■ GIVEN INSTRUCTION: Rescale the material from the line containing "Note: in this drill the class marks the parked" through the end, reproducing every line in that span (requests included) but with each dot coordinate multiplied by 0.8 and rounded to a whole number, halves up. Give only those lines.

■ Records from a point labeling set:
·····

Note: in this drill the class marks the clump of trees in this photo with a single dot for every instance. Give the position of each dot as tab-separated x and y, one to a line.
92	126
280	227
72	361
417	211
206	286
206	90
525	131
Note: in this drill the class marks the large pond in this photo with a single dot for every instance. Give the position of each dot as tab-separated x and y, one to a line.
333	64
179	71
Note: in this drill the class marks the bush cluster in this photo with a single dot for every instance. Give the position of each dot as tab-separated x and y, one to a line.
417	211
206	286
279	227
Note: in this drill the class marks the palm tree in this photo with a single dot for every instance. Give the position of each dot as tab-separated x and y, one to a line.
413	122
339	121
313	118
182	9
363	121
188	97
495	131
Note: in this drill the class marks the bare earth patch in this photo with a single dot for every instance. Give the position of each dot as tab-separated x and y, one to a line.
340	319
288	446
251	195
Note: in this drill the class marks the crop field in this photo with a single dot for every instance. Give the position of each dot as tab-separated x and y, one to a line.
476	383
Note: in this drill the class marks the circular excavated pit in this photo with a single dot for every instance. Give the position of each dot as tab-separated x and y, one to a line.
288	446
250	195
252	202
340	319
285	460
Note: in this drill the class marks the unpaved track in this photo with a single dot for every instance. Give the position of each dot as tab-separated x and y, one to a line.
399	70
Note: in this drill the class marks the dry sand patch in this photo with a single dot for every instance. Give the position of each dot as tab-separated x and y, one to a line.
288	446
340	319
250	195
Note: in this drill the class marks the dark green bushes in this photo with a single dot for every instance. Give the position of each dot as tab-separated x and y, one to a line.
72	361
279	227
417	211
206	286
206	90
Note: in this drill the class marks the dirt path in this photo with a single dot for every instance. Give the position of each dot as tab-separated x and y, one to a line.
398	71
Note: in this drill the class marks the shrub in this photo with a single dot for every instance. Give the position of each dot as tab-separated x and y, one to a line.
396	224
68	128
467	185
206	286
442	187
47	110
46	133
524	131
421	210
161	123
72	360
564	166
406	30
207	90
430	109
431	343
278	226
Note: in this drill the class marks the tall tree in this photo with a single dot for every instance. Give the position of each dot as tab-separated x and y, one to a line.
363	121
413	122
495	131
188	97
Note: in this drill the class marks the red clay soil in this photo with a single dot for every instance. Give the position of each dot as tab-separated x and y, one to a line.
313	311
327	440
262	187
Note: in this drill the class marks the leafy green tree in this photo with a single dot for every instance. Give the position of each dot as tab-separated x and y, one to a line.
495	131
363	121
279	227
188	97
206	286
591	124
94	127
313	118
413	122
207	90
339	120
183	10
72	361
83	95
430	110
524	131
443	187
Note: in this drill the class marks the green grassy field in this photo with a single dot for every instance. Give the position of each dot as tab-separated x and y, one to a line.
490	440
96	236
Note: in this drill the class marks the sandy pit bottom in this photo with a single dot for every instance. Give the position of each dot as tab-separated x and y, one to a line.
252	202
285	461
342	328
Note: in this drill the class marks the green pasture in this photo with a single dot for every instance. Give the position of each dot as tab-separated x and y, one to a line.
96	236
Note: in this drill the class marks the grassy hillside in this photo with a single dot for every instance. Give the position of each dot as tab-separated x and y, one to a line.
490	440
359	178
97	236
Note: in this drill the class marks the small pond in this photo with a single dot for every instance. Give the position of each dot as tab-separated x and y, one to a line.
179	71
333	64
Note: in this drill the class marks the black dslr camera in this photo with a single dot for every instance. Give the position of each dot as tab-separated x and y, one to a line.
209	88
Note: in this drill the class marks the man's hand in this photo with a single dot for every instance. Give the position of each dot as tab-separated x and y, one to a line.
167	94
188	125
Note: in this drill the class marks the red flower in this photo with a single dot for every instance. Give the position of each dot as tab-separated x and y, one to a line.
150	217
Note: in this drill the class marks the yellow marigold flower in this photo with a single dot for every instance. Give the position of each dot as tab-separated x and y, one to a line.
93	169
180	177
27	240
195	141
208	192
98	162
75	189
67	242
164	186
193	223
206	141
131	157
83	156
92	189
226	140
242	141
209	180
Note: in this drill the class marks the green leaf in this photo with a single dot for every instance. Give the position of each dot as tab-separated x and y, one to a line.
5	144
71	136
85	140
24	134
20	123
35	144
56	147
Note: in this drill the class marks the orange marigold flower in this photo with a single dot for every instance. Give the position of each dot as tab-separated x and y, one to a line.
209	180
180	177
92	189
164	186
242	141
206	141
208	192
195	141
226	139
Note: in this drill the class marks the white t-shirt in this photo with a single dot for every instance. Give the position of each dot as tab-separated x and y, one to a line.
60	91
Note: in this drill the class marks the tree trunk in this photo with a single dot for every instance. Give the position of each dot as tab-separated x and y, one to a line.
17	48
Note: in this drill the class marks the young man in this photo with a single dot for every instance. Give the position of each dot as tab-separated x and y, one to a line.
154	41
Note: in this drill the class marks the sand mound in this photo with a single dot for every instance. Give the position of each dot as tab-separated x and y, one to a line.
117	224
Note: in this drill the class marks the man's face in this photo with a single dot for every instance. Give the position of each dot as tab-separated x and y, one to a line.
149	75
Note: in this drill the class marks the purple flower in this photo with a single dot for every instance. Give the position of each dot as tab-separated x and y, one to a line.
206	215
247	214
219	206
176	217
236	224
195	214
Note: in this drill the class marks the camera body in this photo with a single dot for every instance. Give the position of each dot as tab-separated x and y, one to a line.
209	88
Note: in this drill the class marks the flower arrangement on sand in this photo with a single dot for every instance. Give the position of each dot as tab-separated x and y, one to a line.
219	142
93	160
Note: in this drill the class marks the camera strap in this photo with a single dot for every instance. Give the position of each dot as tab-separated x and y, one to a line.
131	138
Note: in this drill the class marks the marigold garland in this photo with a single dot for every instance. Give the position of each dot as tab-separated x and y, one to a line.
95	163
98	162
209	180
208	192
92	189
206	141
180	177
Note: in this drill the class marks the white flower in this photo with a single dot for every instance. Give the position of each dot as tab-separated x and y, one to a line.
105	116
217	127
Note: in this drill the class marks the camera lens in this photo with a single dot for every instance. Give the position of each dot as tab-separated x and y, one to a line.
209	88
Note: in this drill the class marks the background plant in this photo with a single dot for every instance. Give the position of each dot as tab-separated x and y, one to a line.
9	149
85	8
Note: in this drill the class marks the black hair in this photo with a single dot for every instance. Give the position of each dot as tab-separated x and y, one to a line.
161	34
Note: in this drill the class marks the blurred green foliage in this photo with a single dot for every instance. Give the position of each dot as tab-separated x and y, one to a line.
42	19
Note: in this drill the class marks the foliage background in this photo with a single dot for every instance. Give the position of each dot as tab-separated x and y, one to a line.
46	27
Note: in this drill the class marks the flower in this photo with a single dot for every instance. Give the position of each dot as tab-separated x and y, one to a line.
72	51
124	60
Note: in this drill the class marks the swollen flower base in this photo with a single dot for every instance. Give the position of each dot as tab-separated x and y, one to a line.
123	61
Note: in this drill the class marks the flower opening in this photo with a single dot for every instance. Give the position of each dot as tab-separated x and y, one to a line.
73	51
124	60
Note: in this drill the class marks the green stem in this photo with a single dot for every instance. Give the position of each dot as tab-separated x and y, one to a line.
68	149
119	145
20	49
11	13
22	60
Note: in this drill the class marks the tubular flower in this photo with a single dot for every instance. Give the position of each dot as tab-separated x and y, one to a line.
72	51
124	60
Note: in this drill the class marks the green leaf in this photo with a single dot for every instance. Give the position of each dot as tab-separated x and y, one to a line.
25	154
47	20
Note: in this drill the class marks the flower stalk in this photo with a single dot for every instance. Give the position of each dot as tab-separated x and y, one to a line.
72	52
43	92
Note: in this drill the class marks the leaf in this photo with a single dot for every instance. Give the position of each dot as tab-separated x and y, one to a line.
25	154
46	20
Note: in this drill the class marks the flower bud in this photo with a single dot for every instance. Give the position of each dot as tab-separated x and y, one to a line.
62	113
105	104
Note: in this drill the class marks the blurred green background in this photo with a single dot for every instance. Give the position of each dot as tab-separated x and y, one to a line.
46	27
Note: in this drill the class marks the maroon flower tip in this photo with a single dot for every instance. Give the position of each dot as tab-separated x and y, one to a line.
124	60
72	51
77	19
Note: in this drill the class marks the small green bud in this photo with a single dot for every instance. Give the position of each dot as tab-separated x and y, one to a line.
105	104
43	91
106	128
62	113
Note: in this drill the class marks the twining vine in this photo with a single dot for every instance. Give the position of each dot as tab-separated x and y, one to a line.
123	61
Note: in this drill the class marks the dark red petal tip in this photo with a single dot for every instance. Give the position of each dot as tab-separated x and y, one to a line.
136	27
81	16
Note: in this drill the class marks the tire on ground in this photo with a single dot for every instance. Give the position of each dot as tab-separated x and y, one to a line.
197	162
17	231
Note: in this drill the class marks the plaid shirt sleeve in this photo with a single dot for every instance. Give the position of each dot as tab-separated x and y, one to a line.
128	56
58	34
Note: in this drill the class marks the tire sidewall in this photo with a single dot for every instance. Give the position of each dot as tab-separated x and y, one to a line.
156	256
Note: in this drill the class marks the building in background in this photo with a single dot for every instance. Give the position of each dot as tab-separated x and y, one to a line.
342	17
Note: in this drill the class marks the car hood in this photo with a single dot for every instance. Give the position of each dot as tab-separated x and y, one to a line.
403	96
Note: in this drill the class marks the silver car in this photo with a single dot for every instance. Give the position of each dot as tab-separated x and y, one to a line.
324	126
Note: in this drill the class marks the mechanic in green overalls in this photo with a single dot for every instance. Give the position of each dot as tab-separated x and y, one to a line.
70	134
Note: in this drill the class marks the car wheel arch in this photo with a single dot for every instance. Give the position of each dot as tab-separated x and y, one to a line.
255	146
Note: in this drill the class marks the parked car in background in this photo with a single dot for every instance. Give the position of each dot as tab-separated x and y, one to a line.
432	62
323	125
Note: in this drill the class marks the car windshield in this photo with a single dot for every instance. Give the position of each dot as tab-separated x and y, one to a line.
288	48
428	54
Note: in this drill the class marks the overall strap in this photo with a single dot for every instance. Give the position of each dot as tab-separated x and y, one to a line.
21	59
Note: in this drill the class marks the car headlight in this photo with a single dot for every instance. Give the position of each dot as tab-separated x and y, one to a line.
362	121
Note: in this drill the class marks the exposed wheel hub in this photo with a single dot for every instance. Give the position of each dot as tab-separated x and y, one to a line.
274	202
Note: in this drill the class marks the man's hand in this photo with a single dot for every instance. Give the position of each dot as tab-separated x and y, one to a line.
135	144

·····

■ OUTPUT OF THE TASK:
Note: in this drill the class marks the parked car in background in this photo with a single dot for every instance. Give the position of each dot as tab-separated x and y, one to a line.
346	50
258	100
Note: in this drill the class marks the car windshield in this photo with a single dot for every instance. Give the position of each dot as tab-separated x and y, one to a line.
230	38
342	43
Note: in this drill the class marks the overall strap in this photo with a single dot for every instance. Give the position of each dot as tab-separated x and y, one to a line.
17	47
Note: in this drill the class marks the car headlight in this photo with a single dot for every instance. Give the position of each dot as tab-separated x and y, one to a line.
290	97
Note: in this drill the class marks the exposed wheel hub in this photo with a single dot for every instance. Give the position of each dot as tab-separated x and y, one to a line.
219	162
Note: in this drill the class marks the man's hand in this photo with a single dot for every instance. Give the position of each dot as tab-separated x and y, one to a line.
108	115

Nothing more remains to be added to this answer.